##### INFORMATION

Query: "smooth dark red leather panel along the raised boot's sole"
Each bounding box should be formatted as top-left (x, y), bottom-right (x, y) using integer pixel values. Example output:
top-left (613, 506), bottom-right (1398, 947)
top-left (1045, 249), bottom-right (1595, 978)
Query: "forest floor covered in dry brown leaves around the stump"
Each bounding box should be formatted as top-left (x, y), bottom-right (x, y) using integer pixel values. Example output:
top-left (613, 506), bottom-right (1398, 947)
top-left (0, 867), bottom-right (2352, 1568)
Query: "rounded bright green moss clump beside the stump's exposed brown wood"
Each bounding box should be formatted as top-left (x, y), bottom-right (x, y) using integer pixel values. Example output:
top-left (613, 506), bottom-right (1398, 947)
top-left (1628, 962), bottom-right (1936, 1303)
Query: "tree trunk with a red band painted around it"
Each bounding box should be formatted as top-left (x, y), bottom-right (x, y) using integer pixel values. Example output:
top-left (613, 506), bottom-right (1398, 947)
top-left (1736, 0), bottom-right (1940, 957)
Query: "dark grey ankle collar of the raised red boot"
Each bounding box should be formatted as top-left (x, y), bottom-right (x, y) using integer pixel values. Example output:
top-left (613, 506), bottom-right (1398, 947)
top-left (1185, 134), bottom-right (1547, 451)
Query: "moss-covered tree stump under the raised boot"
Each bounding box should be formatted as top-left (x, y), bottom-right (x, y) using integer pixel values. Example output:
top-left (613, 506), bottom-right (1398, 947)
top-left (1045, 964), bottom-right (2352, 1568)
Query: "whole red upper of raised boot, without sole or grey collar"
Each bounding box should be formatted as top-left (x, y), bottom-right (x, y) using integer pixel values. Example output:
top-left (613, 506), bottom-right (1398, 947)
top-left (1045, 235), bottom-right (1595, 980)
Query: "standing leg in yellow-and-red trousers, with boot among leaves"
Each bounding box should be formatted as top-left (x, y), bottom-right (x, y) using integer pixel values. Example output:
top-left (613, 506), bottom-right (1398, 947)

##########

Copy out each entry exactly, leaving nothing out.

RESPONSE TO THIS EXERCISE:
Query: "smooth dark red leather panel along the raised boot's sole"
Each bounding box should be formatted as top-left (x, y), bottom-right (x, y) using integer pixel values. Example output:
top-left (613, 506), bottom-right (1398, 947)
top-left (1045, 249), bottom-right (1595, 978)
Query: "forest floor covered in dry brown leaves around the stump"
Each bounding box should be formatted as top-left (x, y), bottom-right (x, y) using integer pixel values. Example output:
top-left (613, 506), bottom-right (1398, 947)
top-left (0, 867), bottom-right (2352, 1568)
Query: "rounded bright green moss clump beside the stump's exposed brown wood"
Each bounding box should be formatted as top-left (x, y), bottom-right (x, y) using integer pixel values. Example output:
top-left (613, 506), bottom-right (1398, 947)
top-left (1628, 962), bottom-right (1936, 1303)
Query: "tree trunk with a red band painted around it"
Each bounding box should be formatted as top-left (x, y), bottom-right (x, y) using integer pixel values. Example output:
top-left (613, 506), bottom-right (1398, 947)
top-left (1736, 0), bottom-right (1940, 957)
Query: "dark grey ankle collar of the raised red boot"
Each bounding box should be formatted as top-left (x, y), bottom-right (x, y) using integer pixel values. Example output:
top-left (613, 506), bottom-right (1398, 947)
top-left (1185, 134), bottom-right (1547, 451)
Query: "moss-covered tree stump under the raised boot"
Each bounding box should be formatted as top-left (x, y), bottom-right (x, y) using integer pixel values. Example output:
top-left (613, 506), bottom-right (1398, 947)
top-left (1045, 964), bottom-right (2352, 1568)
Query: "whole red upper of raised boot, without sole or grey collar"
Each bounding box should be formatted as top-left (x, y), bottom-right (x, y) using integer pixel values. Example output:
top-left (613, 506), bottom-right (1398, 947)
top-left (1045, 235), bottom-right (1595, 980)
Query: "standing leg in yellow-and-red trousers, with boot among leaves"
Each bounding box should be formatted as top-left (x, y), bottom-right (x, y) using integer pixel values. Example output:
top-left (613, 506), bottom-right (1398, 947)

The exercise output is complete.